◆ What you need to do
Go through the entries below from the first line and transcribe each one exactly, ending with the line that contains "Task: draw a bounding box around the grass".

(Record excerpts)

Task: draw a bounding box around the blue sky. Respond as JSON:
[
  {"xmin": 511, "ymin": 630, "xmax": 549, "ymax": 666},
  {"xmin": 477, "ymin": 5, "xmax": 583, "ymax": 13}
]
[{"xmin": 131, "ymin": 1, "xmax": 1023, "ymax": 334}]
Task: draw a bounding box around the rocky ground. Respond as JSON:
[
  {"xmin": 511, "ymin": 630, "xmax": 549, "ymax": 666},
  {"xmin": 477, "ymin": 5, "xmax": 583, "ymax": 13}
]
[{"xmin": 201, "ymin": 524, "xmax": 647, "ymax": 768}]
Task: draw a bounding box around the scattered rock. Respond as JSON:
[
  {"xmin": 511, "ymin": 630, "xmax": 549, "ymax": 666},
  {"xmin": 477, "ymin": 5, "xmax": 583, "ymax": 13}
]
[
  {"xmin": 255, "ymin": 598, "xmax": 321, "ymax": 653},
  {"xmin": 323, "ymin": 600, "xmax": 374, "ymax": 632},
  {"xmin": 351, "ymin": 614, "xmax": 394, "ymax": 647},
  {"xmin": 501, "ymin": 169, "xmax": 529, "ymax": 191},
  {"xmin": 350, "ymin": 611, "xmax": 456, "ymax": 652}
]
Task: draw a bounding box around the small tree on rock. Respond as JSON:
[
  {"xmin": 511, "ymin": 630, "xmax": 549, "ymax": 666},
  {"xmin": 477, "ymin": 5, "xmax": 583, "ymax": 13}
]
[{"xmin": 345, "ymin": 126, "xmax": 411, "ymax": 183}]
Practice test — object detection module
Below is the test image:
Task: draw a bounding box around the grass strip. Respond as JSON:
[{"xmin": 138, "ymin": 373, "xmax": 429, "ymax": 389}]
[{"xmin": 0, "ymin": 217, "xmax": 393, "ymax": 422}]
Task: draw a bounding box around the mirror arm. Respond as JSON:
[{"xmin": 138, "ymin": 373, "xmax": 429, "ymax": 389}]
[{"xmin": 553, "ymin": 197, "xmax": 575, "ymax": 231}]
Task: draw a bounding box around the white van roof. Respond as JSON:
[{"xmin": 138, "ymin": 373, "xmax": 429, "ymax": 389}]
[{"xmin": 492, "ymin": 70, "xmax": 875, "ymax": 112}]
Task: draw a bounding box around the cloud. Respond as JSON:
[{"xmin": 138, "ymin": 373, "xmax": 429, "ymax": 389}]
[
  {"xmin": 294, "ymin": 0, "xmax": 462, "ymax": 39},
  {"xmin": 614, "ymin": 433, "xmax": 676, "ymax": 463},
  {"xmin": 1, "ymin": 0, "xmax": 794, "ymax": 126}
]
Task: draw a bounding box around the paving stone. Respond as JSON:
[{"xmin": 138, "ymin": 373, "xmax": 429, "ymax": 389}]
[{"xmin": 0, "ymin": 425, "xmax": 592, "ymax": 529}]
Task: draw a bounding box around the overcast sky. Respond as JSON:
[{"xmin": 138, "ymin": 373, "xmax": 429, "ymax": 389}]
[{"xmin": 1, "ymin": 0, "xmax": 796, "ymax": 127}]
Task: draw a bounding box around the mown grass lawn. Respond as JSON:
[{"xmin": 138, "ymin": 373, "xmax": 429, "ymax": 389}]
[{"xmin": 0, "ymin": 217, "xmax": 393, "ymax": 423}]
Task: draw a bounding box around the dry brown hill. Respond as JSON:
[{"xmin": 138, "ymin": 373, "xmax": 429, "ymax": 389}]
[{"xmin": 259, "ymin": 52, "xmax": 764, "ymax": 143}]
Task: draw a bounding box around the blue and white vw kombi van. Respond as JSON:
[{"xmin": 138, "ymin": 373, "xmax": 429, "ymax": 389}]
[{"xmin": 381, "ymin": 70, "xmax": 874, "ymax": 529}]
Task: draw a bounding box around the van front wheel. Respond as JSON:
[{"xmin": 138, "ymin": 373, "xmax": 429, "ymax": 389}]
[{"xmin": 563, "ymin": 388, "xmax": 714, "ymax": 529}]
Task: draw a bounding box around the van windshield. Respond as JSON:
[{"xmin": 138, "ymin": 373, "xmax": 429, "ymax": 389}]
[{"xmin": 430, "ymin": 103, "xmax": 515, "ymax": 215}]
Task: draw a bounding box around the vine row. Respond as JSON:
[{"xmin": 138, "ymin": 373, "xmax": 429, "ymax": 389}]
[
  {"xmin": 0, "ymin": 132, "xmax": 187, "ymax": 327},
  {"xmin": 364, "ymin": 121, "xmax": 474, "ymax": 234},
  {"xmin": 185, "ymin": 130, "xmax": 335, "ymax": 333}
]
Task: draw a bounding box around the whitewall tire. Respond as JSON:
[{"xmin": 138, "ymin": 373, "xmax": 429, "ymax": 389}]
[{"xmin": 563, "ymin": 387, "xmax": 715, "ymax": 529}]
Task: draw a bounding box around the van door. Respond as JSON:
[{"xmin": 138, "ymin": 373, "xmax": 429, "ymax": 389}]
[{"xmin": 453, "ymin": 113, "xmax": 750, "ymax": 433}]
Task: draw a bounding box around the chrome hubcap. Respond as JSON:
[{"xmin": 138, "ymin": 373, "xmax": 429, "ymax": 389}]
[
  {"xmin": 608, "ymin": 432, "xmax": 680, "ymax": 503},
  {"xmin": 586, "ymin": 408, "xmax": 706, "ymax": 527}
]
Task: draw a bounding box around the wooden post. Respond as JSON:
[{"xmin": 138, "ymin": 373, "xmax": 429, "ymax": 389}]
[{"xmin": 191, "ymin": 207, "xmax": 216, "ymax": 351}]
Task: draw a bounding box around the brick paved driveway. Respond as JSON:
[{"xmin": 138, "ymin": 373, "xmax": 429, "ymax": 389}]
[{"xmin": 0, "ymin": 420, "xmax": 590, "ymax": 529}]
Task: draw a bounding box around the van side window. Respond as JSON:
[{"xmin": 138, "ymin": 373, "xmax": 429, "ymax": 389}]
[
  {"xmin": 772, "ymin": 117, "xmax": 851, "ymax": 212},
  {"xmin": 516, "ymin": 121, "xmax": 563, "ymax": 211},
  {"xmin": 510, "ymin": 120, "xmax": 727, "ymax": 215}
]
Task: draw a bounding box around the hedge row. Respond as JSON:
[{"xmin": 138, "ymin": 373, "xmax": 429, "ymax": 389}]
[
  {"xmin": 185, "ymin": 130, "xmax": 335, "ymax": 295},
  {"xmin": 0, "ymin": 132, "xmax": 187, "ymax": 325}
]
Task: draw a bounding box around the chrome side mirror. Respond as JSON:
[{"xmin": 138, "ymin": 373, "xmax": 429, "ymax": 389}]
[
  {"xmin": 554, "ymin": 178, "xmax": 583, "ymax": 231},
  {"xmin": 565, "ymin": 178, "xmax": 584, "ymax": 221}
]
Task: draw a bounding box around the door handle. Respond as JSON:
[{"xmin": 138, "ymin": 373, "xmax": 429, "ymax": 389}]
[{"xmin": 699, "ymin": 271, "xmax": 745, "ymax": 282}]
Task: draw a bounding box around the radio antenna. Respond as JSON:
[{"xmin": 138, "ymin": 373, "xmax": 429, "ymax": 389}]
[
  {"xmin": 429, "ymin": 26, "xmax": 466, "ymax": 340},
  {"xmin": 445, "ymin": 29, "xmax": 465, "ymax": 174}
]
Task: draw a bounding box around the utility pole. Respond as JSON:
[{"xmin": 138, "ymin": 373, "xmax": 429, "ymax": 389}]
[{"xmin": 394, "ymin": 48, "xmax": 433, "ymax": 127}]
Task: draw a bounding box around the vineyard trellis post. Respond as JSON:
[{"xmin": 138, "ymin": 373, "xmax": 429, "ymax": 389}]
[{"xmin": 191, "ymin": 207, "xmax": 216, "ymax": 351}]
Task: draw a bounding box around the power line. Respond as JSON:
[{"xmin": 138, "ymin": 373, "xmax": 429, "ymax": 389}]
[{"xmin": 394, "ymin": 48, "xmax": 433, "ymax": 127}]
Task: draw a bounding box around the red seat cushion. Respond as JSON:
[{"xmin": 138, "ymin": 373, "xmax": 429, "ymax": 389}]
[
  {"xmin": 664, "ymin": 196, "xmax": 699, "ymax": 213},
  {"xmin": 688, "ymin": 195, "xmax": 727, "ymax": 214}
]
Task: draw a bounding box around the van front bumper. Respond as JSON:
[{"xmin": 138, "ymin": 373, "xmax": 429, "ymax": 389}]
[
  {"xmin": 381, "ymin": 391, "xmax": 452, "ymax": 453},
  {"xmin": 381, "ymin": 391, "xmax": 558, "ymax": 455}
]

(End Record excerpts)

◆ Problem solution
Task: draw a bounding box around the blue sky. Respond as JSON:
[
  {"xmin": 511, "ymin": 630, "xmax": 549, "ymax": 666},
  {"xmin": 477, "ymin": 5, "xmax": 583, "ymax": 13}
]
[{"xmin": 131, "ymin": 1, "xmax": 1023, "ymax": 334}]
Task: draw a bounding box around the rocky ground. Respond as JSON:
[
  {"xmin": 511, "ymin": 630, "xmax": 549, "ymax": 666},
  {"xmin": 477, "ymin": 5, "xmax": 583, "ymax": 13}
]
[{"xmin": 201, "ymin": 524, "xmax": 647, "ymax": 768}]
Task: draw a bounding box around the scattered rock. Respond as JSON:
[
  {"xmin": 511, "ymin": 630, "xmax": 549, "ymax": 666},
  {"xmin": 477, "ymin": 5, "xmax": 583, "ymax": 13}
]
[
  {"xmin": 255, "ymin": 598, "xmax": 321, "ymax": 653},
  {"xmin": 323, "ymin": 600, "xmax": 374, "ymax": 632},
  {"xmin": 351, "ymin": 614, "xmax": 394, "ymax": 647},
  {"xmin": 501, "ymin": 169, "xmax": 529, "ymax": 191},
  {"xmin": 350, "ymin": 611, "xmax": 456, "ymax": 652}
]
Task: draw a bounding box around the small tree on rock. Respond as JSON:
[
  {"xmin": 511, "ymin": 630, "xmax": 549, "ymax": 666},
  {"xmin": 477, "ymin": 5, "xmax": 583, "ymax": 13}
]
[{"xmin": 345, "ymin": 126, "xmax": 411, "ymax": 183}]
Practice test — object detection module
Below is the test image:
Task: draw a bounding box around the grass strip. Respond as JSON:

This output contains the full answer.